_Task item_:
I would like you to return all of the records exactly as they stand.
[[ Available records, beginning ]]
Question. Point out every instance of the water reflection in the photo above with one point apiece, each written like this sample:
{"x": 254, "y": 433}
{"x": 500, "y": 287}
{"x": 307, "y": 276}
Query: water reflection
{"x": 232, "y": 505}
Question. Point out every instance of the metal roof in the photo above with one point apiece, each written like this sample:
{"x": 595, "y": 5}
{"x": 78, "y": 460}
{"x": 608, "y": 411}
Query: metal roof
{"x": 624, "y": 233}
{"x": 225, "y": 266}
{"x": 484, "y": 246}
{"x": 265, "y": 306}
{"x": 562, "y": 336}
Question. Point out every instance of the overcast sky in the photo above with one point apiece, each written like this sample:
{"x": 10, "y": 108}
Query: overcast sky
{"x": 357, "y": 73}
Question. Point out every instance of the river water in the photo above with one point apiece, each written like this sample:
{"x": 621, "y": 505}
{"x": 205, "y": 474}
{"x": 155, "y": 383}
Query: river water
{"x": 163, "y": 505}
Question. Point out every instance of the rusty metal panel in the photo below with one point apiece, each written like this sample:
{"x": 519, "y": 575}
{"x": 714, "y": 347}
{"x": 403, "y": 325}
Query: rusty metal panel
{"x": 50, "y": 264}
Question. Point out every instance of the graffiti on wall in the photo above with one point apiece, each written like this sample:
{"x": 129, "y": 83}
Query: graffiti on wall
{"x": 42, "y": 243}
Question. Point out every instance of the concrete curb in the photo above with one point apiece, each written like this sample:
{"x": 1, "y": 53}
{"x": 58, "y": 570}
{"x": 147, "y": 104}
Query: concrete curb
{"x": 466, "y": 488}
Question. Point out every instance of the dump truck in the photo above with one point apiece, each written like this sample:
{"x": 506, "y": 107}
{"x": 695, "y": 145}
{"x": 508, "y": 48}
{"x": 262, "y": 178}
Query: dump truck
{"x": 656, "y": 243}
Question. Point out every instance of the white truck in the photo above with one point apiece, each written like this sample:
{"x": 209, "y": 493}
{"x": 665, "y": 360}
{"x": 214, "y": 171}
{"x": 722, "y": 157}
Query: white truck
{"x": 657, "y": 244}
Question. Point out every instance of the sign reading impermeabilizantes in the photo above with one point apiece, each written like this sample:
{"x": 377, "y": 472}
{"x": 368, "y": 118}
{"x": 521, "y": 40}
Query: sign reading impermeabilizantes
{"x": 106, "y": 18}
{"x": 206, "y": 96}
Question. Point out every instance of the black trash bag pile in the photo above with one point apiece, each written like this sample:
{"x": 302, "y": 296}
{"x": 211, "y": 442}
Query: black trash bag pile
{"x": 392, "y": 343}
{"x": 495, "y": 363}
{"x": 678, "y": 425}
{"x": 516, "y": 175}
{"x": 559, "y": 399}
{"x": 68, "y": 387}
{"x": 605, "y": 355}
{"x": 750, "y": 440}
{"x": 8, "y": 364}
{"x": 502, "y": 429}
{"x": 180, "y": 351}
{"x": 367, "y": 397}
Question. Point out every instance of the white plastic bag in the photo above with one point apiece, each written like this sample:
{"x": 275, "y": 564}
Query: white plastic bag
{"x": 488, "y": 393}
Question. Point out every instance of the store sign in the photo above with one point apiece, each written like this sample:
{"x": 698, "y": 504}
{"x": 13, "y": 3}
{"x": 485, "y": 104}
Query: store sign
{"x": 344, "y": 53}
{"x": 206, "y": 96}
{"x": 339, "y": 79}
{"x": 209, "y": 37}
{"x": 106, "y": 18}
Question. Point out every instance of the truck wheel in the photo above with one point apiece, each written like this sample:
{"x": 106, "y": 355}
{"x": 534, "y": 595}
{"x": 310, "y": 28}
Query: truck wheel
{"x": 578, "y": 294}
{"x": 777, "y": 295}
[[ Available records, end ]]
_Solution_:
Question. Point out every instance of the water reflection in the photo above with one point apiece, each written like this sample:
{"x": 254, "y": 433}
{"x": 500, "y": 287}
{"x": 307, "y": 276}
Query: water reflection
{"x": 232, "y": 505}
Question. Point out every instance of the metal roof in the photo above with one point apiece, each written like this sample:
{"x": 595, "y": 5}
{"x": 78, "y": 460}
{"x": 608, "y": 411}
Query: metal roof
{"x": 624, "y": 233}
{"x": 225, "y": 266}
{"x": 484, "y": 246}
{"x": 265, "y": 306}
{"x": 562, "y": 336}
Question. Point out every instance of the overcast sky in the photo above with one point apiece, each written like this sample:
{"x": 10, "y": 108}
Query: overcast sky
{"x": 357, "y": 73}
Question. Point out every instance of the river water in the photo above with one point apiece, each written like this sample:
{"x": 621, "y": 505}
{"x": 205, "y": 474}
{"x": 155, "y": 383}
Query: river water
{"x": 163, "y": 505}
Question. Point out every instance of the rusty metal panel in the photo below with one point apiece, each written like this sample:
{"x": 519, "y": 575}
{"x": 714, "y": 347}
{"x": 403, "y": 325}
Query: rusty metal panel
{"x": 50, "y": 264}
Question. Point out every instance of the graffiti on wall in the photo above with one point apiece, each written like this sample:
{"x": 129, "y": 83}
Query: graffiti on wall
{"x": 42, "y": 243}
Question. Point out every instance of the concrete curb in the photo above with one point apiece, each written like this sample:
{"x": 1, "y": 53}
{"x": 58, "y": 570}
{"x": 147, "y": 104}
Query: concrete curb
{"x": 466, "y": 488}
Question. Point out every instance of the dump truck in the photo above with one point apiece, each written like this sample:
{"x": 506, "y": 107}
{"x": 695, "y": 145}
{"x": 508, "y": 48}
{"x": 262, "y": 178}
Query: dump truck
{"x": 656, "y": 243}
Question. Point out every instance of the white truck in the photo above with one point apiece, each written like this sample:
{"x": 209, "y": 493}
{"x": 665, "y": 360}
{"x": 214, "y": 171}
{"x": 722, "y": 157}
Query: white truck
{"x": 657, "y": 244}
Question. Point out every instance of the sign reading impermeabilizantes in the photo above with one point apiece, each written like this sample:
{"x": 377, "y": 472}
{"x": 368, "y": 118}
{"x": 521, "y": 40}
Query: sign reading impermeabilizantes
{"x": 106, "y": 18}
{"x": 206, "y": 96}
Question. Point out every instance of the black trash bag pile in the photo above with one point apiece, each written like this sample:
{"x": 302, "y": 296}
{"x": 211, "y": 442}
Query: black trash bag pile
{"x": 392, "y": 343}
{"x": 495, "y": 363}
{"x": 678, "y": 425}
{"x": 516, "y": 175}
{"x": 559, "y": 399}
{"x": 68, "y": 387}
{"x": 605, "y": 355}
{"x": 750, "y": 440}
{"x": 8, "y": 364}
{"x": 502, "y": 429}
{"x": 180, "y": 351}
{"x": 367, "y": 397}
Question. Point out every instance of the white plastic bag in the photo above with one point apiece, each written like this sample:
{"x": 275, "y": 564}
Query: white plastic bag
{"x": 488, "y": 393}
Question. Point out every instance of the store sign in the photo above with one point apiece, each written like this sample:
{"x": 698, "y": 504}
{"x": 13, "y": 3}
{"x": 485, "y": 104}
Query: store sign
{"x": 344, "y": 53}
{"x": 206, "y": 96}
{"x": 339, "y": 79}
{"x": 209, "y": 37}
{"x": 106, "y": 18}
Question. Point out every instance of the truck wheel in the photo above with one point apiece, each written like this sample:
{"x": 106, "y": 355}
{"x": 534, "y": 595}
{"x": 310, "y": 28}
Query: truck wheel
{"x": 578, "y": 294}
{"x": 777, "y": 295}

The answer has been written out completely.